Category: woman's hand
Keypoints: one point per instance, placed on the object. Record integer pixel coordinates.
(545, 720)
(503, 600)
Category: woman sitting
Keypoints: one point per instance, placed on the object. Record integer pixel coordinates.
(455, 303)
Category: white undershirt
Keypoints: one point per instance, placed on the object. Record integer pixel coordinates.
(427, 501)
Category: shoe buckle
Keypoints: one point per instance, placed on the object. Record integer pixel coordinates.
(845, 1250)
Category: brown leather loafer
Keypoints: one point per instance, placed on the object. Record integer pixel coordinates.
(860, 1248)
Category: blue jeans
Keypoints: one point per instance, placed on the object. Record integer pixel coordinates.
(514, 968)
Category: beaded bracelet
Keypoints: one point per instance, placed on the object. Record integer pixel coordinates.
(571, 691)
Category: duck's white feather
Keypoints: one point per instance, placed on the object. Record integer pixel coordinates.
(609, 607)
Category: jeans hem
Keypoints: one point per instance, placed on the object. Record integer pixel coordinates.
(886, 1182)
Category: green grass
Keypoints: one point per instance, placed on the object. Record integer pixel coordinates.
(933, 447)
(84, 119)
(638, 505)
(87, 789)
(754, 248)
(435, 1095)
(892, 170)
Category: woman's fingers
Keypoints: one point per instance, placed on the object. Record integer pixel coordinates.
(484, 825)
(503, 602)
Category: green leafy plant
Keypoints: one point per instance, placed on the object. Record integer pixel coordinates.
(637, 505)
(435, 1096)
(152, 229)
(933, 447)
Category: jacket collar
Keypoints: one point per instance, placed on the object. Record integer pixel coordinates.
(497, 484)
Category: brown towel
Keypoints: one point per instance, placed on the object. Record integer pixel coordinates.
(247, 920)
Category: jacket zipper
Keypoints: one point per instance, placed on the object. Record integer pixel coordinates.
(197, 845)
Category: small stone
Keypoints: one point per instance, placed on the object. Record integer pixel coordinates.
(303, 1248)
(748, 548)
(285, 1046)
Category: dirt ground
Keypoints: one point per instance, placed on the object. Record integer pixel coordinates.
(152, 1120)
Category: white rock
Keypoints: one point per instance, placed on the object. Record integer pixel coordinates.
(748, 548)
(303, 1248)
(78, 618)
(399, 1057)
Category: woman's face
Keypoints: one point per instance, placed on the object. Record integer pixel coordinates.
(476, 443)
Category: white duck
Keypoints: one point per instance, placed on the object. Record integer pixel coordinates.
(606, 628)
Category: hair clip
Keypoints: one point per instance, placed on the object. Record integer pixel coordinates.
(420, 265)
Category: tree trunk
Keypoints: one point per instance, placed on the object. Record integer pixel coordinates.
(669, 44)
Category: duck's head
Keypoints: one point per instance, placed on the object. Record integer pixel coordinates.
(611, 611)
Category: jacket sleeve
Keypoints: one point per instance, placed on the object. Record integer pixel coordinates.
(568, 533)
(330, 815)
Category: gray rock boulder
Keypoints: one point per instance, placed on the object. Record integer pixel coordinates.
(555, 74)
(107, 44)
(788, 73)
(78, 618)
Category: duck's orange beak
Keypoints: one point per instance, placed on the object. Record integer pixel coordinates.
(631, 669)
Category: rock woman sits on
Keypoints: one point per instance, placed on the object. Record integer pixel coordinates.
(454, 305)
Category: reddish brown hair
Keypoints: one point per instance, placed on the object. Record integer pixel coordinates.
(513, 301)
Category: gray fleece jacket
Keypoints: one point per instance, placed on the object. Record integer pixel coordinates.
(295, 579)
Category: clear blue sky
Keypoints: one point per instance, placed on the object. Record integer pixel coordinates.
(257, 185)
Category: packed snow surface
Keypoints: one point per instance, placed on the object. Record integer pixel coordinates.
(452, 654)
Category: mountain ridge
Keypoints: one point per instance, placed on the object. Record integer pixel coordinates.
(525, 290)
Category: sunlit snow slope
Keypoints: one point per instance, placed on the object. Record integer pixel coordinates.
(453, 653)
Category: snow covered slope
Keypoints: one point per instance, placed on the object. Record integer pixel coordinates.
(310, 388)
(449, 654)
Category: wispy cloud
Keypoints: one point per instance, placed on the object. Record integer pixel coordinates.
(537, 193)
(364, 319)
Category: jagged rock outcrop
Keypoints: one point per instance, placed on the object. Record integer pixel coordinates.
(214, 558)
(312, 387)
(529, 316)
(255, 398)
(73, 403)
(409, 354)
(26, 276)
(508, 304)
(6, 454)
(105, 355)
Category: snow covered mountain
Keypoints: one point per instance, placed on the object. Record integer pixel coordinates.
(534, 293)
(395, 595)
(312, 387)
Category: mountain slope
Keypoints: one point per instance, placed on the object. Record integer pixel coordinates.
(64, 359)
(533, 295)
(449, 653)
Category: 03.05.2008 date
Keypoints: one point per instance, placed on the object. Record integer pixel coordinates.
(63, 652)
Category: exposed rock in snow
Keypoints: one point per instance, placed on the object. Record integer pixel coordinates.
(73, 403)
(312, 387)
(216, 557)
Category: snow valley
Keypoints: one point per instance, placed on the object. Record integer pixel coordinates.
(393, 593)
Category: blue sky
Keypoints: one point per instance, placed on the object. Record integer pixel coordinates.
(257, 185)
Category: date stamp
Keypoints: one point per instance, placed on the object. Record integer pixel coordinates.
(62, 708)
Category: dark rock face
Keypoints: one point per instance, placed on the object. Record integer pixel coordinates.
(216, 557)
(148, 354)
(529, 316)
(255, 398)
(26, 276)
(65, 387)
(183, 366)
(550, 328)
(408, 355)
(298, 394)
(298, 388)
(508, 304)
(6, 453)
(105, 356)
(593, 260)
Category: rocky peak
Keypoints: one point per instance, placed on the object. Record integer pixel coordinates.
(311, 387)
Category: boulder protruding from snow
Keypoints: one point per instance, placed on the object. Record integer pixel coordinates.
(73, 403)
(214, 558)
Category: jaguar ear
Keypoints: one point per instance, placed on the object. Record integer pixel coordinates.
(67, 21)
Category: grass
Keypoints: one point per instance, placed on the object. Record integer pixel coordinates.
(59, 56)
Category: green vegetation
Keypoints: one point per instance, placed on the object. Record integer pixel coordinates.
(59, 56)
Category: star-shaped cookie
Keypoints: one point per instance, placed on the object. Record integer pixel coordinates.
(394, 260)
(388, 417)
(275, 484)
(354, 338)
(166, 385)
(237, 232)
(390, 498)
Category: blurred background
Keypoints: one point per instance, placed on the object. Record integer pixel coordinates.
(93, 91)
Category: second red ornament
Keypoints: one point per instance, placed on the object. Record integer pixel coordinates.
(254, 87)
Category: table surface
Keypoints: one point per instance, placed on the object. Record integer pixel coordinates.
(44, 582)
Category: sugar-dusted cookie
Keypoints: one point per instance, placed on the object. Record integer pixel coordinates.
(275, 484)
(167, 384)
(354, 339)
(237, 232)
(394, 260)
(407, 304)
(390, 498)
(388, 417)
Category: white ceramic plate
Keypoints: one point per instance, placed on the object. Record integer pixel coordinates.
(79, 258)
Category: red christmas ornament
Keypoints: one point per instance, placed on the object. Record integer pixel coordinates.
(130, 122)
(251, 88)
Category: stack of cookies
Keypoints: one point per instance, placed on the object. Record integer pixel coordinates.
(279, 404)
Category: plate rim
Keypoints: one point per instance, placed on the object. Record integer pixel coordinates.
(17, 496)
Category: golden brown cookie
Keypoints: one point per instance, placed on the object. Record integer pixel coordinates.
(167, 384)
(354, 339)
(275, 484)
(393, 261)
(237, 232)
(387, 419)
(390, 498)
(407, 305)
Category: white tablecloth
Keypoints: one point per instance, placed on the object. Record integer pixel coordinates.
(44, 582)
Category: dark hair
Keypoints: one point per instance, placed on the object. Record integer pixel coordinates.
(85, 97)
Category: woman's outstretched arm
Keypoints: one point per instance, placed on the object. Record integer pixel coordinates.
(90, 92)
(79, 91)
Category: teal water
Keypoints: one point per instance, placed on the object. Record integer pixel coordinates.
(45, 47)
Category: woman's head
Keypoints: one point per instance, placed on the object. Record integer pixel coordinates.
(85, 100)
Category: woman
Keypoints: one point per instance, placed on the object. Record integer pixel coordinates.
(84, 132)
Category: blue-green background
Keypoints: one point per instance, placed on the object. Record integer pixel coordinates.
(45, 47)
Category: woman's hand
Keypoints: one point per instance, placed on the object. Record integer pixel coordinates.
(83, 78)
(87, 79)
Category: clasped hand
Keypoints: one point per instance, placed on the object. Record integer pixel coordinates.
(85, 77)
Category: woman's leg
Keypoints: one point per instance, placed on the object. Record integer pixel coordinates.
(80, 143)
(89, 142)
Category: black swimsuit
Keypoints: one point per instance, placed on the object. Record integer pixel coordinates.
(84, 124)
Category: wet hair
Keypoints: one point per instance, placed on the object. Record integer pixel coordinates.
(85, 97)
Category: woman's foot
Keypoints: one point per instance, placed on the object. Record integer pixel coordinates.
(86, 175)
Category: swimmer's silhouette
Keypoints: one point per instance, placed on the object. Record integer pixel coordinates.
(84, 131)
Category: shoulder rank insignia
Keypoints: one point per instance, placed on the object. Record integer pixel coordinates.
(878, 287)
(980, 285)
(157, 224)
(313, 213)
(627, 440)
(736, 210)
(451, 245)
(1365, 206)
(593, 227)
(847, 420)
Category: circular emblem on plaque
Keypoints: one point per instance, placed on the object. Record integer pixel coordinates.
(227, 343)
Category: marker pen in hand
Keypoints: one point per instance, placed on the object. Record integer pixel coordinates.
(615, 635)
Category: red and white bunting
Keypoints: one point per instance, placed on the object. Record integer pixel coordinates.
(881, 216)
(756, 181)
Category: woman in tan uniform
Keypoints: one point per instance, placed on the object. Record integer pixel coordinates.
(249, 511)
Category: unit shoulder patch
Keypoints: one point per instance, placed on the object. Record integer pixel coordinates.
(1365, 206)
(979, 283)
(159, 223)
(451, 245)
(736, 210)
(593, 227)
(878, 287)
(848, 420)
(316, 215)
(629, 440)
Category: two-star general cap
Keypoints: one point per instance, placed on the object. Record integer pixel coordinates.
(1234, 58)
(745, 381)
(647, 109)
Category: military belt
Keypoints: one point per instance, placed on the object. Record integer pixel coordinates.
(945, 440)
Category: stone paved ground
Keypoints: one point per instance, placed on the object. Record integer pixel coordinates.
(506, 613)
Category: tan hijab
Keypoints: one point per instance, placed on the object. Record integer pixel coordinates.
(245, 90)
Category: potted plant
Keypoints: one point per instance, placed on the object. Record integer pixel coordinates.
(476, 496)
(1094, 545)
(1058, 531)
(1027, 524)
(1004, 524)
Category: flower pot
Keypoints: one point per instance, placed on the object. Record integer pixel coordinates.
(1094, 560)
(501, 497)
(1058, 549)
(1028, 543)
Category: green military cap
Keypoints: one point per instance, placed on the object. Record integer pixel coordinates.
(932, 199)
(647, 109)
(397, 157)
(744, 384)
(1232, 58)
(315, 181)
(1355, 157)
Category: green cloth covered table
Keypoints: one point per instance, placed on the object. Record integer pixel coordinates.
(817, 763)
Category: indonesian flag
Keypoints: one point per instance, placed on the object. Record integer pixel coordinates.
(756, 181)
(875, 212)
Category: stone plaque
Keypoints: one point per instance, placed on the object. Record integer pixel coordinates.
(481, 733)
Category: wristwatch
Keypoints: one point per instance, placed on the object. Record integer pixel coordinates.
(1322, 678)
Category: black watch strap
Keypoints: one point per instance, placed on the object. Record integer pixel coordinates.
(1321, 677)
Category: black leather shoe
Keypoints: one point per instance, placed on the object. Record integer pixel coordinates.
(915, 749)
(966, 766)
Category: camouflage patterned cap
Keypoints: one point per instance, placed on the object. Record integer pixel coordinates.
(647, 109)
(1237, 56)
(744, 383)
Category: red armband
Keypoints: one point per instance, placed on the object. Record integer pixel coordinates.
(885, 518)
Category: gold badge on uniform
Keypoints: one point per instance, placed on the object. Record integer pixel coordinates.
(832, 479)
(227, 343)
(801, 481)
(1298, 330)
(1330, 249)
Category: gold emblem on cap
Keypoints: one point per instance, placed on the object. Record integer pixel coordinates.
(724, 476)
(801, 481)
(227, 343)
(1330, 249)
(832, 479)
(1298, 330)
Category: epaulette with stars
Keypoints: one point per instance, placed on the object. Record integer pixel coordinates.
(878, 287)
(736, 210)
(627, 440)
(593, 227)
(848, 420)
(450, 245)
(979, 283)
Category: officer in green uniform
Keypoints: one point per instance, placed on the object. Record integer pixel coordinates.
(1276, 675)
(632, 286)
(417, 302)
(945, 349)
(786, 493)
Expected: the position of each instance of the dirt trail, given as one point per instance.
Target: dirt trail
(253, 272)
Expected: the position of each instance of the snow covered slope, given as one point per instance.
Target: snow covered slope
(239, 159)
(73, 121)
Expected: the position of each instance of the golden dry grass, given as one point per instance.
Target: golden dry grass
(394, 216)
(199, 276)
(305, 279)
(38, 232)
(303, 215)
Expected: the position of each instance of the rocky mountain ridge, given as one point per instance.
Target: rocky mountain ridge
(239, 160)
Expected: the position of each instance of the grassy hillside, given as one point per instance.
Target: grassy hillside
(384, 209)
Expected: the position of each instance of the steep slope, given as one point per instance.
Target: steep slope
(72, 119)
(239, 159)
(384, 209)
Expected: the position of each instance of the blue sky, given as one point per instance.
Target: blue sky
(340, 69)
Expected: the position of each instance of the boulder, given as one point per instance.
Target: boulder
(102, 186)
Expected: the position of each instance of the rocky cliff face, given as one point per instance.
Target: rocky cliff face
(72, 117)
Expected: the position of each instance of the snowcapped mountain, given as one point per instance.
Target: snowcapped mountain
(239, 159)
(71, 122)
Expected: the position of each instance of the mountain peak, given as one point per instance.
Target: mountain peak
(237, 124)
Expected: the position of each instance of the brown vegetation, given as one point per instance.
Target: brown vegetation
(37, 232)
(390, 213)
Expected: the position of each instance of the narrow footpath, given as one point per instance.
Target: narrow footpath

◆ Brief ◆
Switch "flower pot" to "planter" in the records, starting with the line that contains "Category: unit shoulder patch" and going on through the line that contains "(1028, 543)". Give back only those lines, with everything else left the same.

◆ Solved problem ◆
Category: unit shoulder patch
Keypoints: one point per instance, placed on the object. Record integer pixel coordinates.
(1365, 206)
(979, 283)
(159, 223)
(451, 245)
(736, 210)
(593, 227)
(878, 287)
(848, 420)
(316, 215)
(629, 440)
Category: two-star general cap
Keypoints: one point per instance, placed on the object. Record integer pixel coordinates.
(1234, 58)
(745, 381)
(647, 109)
Category: military belt
Keypoints: one point per instance, placed on the object. Record integer pixel coordinates.
(945, 440)
Category: stone paved ground
Keypoints: one point per instance, placed on the object. Record integer pixel coordinates.
(506, 613)
Category: tan hijab
Keypoints: one point per instance, placed on the object. Record integer pixel coordinates.
(245, 90)
Category: potted plant
Keypoints: one point per instance, placed on the object. Record integer pixel coordinates.
(476, 496)
(1094, 545)
(1058, 531)
(1027, 524)
(1004, 524)
Category: planter
Keypoints: one point per instance, placed on the object. Record integer pixel coordinates.
(1094, 560)
(501, 497)
(1058, 549)
(1028, 543)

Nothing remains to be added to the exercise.